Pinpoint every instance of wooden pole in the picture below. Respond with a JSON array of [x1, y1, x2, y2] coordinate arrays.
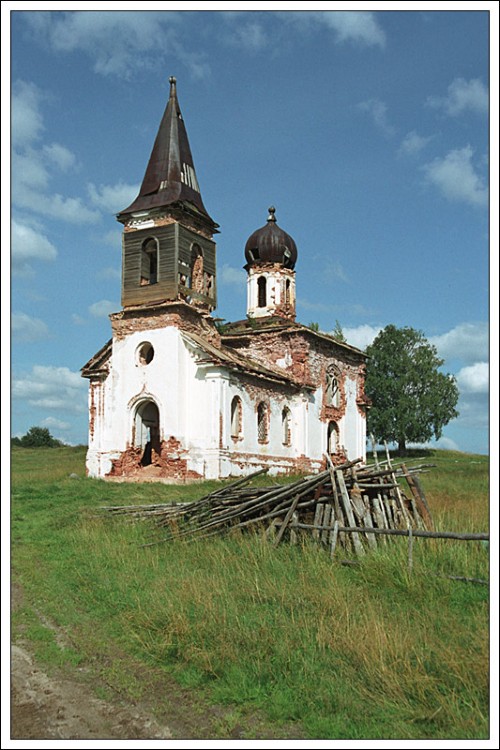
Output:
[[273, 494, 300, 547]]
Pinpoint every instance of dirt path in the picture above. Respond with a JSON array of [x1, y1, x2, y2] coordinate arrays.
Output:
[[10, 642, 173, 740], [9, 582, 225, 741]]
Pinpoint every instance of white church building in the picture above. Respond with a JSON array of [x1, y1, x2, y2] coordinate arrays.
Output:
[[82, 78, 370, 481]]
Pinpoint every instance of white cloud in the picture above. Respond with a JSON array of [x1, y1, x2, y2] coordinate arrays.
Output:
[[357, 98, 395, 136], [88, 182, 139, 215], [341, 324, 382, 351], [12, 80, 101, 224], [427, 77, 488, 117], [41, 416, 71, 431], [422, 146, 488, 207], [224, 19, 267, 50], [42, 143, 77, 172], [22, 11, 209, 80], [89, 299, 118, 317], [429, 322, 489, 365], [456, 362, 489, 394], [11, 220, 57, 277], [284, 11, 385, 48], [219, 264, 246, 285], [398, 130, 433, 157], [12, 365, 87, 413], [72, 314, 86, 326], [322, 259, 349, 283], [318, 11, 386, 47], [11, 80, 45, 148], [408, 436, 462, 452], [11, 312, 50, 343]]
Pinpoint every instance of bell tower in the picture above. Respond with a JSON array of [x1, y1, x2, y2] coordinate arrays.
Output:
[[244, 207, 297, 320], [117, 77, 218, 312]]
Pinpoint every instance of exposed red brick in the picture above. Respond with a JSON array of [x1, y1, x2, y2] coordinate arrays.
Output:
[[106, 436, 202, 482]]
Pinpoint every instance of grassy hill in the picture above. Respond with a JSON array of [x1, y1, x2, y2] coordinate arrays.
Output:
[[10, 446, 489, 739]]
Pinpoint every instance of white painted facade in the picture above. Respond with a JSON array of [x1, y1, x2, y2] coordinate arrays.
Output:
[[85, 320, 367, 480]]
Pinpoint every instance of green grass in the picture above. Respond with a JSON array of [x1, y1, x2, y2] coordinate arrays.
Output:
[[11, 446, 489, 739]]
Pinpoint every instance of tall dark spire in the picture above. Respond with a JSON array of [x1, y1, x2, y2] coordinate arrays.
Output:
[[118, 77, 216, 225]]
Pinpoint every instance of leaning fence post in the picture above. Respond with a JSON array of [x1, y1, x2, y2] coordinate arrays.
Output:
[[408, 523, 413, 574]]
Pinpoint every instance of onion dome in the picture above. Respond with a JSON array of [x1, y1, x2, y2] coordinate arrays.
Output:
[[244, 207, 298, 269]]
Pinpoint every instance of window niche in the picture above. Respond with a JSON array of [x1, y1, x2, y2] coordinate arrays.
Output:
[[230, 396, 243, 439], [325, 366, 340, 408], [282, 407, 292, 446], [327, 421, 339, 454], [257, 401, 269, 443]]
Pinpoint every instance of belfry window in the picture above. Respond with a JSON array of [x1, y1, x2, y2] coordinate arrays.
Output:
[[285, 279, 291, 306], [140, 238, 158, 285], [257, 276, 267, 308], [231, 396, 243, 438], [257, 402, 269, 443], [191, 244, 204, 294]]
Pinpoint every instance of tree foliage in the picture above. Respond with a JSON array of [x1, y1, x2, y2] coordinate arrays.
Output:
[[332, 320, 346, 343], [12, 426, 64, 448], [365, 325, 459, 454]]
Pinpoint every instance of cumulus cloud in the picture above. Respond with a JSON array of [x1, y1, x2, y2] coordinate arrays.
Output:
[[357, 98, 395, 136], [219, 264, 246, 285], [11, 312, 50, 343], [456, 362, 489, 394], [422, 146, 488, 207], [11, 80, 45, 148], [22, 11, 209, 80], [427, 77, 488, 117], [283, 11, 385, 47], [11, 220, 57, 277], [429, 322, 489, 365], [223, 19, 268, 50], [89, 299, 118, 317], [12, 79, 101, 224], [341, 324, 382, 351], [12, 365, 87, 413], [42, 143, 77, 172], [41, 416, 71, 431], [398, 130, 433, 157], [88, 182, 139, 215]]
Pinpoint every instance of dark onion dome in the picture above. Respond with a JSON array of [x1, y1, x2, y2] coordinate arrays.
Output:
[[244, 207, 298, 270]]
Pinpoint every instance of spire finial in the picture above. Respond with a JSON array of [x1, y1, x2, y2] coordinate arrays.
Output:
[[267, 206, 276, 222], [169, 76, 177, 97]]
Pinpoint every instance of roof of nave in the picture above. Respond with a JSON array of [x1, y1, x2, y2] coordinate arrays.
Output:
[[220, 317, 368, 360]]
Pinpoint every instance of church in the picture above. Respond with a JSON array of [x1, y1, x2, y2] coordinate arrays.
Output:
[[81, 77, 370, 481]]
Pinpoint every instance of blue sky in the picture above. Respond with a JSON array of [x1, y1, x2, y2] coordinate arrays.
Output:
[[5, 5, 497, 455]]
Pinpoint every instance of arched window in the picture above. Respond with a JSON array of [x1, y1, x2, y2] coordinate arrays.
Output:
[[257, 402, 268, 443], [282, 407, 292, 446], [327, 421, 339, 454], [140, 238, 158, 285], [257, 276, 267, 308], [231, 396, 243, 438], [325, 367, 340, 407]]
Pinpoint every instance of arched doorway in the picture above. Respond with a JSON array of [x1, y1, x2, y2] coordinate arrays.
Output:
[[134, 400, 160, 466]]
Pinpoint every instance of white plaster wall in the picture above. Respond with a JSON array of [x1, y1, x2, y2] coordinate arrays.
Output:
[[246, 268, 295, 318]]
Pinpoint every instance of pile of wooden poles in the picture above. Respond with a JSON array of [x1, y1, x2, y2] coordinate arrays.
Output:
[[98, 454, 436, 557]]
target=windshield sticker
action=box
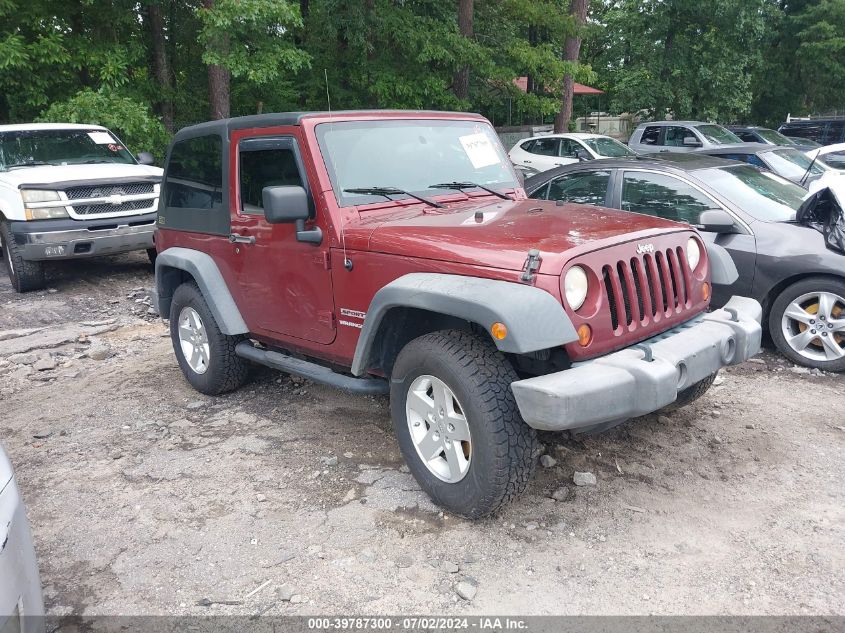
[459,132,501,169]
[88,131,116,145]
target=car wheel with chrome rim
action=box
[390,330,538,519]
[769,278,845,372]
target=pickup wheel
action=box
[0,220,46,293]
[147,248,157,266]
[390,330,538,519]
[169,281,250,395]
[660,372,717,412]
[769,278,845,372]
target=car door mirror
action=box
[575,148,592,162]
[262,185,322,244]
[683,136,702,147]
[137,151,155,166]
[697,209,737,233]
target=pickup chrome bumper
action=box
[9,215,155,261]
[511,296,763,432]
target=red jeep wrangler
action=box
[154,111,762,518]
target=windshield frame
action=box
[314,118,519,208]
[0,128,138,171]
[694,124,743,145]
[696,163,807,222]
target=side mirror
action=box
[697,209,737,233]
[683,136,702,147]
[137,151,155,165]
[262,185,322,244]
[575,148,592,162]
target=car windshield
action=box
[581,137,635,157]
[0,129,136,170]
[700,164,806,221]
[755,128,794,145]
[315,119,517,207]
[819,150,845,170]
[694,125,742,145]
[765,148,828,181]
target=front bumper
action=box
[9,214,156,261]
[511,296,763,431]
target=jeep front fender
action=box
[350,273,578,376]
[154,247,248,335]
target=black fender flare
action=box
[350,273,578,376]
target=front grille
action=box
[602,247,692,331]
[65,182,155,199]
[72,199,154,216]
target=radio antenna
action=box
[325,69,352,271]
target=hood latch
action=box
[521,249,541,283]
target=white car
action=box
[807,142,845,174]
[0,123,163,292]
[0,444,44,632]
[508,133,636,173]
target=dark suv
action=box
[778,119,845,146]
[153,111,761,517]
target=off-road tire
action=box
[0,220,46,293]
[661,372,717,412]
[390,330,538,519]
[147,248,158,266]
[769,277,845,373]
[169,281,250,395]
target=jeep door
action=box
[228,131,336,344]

※ ※ ※

Set every entry down again exactly as written, and omit the images.

Pinpoint every instance of wooden pole in the picture below. Respond with a JSON array of [x1, y1, x2, y2] coordinate arrays.
Output:
[[273, 494, 300, 547]]
Pinpoint every instance of dirt path in the picture above. Respond with a JSON array of [x1, y1, x2, y2] coordinate arrays.
Output:
[[10, 642, 173, 740], [9, 582, 225, 741]]
Pinpoint every instance of white church building in the picture above. Respond with a JSON array of [x1, y1, x2, y2] coordinate arrays.
Output:
[[82, 78, 370, 481]]
Pinpoint every instance of white cloud in the picture above. Respond with a JSON array of [x1, y1, x2, y2] coordinate arrays.
Output:
[[357, 98, 395, 136], [88, 182, 139, 215], [341, 324, 382, 351], [12, 80, 101, 224], [427, 77, 488, 117], [41, 416, 71, 431], [422, 146, 488, 207], [224, 19, 267, 50], [42, 143, 77, 172], [22, 11, 209, 80], [89, 299, 118, 317], [429, 322, 489, 365], [456, 362, 489, 394], [11, 220, 57, 277], [284, 11, 385, 48], [219, 264, 246, 285], [398, 130, 433, 157], [12, 365, 87, 413], [72, 314, 86, 326], [322, 259, 349, 283], [318, 11, 386, 47], [11, 80, 45, 148], [408, 436, 462, 452], [11, 312, 50, 343]]
Pinpoint every instance of bell tower in the picture above. Respond with a JSON array of [x1, y1, x2, y2] coordinate arrays.
Output:
[[244, 207, 297, 320], [117, 77, 218, 312]]
Pinpoint every instance of exposed red brick in the picture above. Respond with a JSON array of [x1, y1, x2, y2] coordinate arrays.
Output:
[[106, 436, 202, 482]]
Pinpoint every instance of grassy hill in the picture above. Respond with a JSON array of [x1, y1, x2, y2] coordinate arrays.
Output:
[[10, 446, 489, 739]]
Pinpoint every instance of white painted facade in the picture above. Respond with a JSON array of [x1, y1, x2, y2] coordinate arrays.
Output:
[[85, 320, 367, 480]]
Pinpoint every instance of green grass in the picture above. Respond with a JSON array of [x1, y1, x2, y2] coordinate arrays.
Output:
[[11, 446, 489, 739]]
Pinpoint every instance of tall dark spire in the picture above. Respond with a JSON array of [x1, y1, x2, y2] coordinate arrays.
Output:
[[118, 77, 216, 225]]
Pinpoint every instance of leaning fence post in the picture above. Respond with a JSON array of [x1, y1, x2, y2] coordinate arrays.
Output:
[[408, 523, 413, 574]]
Pinpoint every instance of onion dome in the picture above. Respond with a JSON array of [x1, y1, x2, y2] coordinate arrays.
Output:
[[244, 207, 298, 269]]
Pinpoint every instance of window niche in the picture above. Respond with a JSON array of [x1, y1, x2, y2] coordinate arrays.
Output:
[[230, 396, 243, 439], [325, 366, 340, 408], [282, 407, 292, 446], [327, 421, 339, 454], [257, 401, 269, 443]]
Pinpoint every instance of belfry window in the picture above. Respond with a JSON array of [x1, y1, x2, y2] coordinate arrays.
Output:
[[285, 279, 291, 306], [140, 238, 158, 285], [257, 276, 267, 308], [231, 396, 243, 438], [257, 402, 269, 443], [191, 244, 204, 294]]
Pinpoint every instance of tree foliage in the picture above. Respond with a JSON array of [x1, y1, x2, y2] coordinate arrays.
Output:
[[332, 320, 346, 343], [12, 426, 64, 448], [365, 325, 459, 454]]
Pinpoint every instance of cumulus cloud in the picture above. Respond with a JSON array of [x1, y1, x2, y2] coordinate arrays.
Output:
[[357, 98, 395, 136], [219, 264, 246, 285], [11, 312, 50, 343], [456, 362, 489, 394], [422, 146, 488, 207], [11, 80, 45, 148], [22, 11, 209, 80], [427, 77, 488, 117], [283, 11, 385, 47], [11, 220, 57, 277], [429, 322, 489, 365], [223, 19, 268, 50], [89, 299, 118, 317], [12, 79, 101, 224], [341, 324, 382, 351], [12, 365, 87, 413], [42, 143, 77, 172], [41, 416, 71, 431], [398, 130, 433, 157], [88, 182, 139, 215]]
Pinpoint every instance of dark onion dome in the picture above. Respond with a JSON array of [x1, y1, x2, y2] coordinate arrays.
Output:
[[244, 207, 298, 270]]
Pinpoint every instance of spire finial in the picture above. Respond with a JSON array of [x1, y1, x2, y2] coordinate arrays.
Output:
[[267, 206, 276, 222], [169, 76, 177, 97]]
Pinpoint every instance of roof of nave in the picture above. Respond with a JSON array of [x1, y1, x2, y2] coordinate arrays.
Output:
[[220, 317, 368, 360]]
Pinpoint every instance of church in the picture above. Respond with a JSON array of [x1, y1, x2, y2] coordinate arrays.
Output:
[[81, 77, 370, 481]]
Pinpoint every instance of blue sky in the picture above. Respond with a JSON array of [x1, y1, x2, y2] coordinate arrays.
Output:
[[5, 5, 497, 455]]
Pinpoint every instance of arched window in the picture above. Respond with a JSON array of [x1, y1, x2, y2] coordinate arrays.
Output:
[[257, 402, 268, 443], [282, 407, 292, 446], [327, 421, 339, 454], [140, 238, 158, 285], [257, 276, 267, 308], [231, 396, 243, 438], [325, 367, 340, 407]]
Pinpoint every instance of arched doorway in the picture above. Respond with a JSON array of [x1, y1, x2, y2] coordinate arrays.
Output:
[[134, 400, 160, 466]]
Pinpoint every instance of white plaster wall in the picture above. Respond with a JSON array of [x1, y1, x2, y2] coordinate arrays.
Output:
[[246, 268, 295, 318]]
Pinpoint every instance of pile of wooden poles in the picture above. Respond with a JSON array of [x1, y1, x2, y2] coordinate arrays.
Output:
[[98, 454, 436, 557]]
target=windshield sticker
action=box
[459,132,501,169]
[88,131,116,145]
target=car wheel with chrome rim
action=box
[390,330,538,519]
[769,278,845,372]
target=pickup wheel
action=box
[0,220,46,293]
[147,248,157,266]
[390,330,538,519]
[169,281,250,395]
[660,372,717,412]
[769,278,845,372]
target=car door mirror
action=box
[575,148,592,162]
[262,185,322,244]
[683,136,702,147]
[137,151,155,166]
[697,209,737,233]
target=pickup chrome bumper
action=box
[9,215,155,261]
[511,296,763,432]
target=red jeep wrangler
action=box
[154,111,762,518]
target=windshield frame
action=box
[314,118,519,208]
[0,128,138,171]
[694,124,743,145]
[696,163,807,222]
target=side mirror
action=box
[697,209,737,233]
[683,136,702,147]
[137,151,155,165]
[262,185,322,244]
[575,148,592,162]
target=car windshield
action=box
[581,137,635,157]
[0,129,136,170]
[700,164,806,221]
[755,128,794,145]
[315,119,517,207]
[819,150,845,170]
[694,125,742,145]
[765,148,828,181]
target=front bumper
action=box
[9,214,156,261]
[511,296,763,431]
target=jeep front fender
action=box
[350,273,578,376]
[154,247,248,335]
target=black fender flare
action=box
[350,273,578,376]
target=front grille
action=box
[602,247,692,331]
[65,182,155,199]
[72,199,154,216]
target=radio antenna
action=box
[325,69,352,271]
target=hood latch
action=box
[521,249,541,283]
target=white car
action=box
[807,142,845,174]
[0,123,163,292]
[0,444,44,632]
[508,133,636,173]
target=dark suv
action=box
[778,119,845,146]
[153,111,761,517]
target=off-road tire
action=box
[0,220,46,293]
[661,372,717,412]
[390,330,538,519]
[147,248,158,266]
[769,277,845,373]
[169,281,250,395]
target=jeep door
action=box
[228,131,336,344]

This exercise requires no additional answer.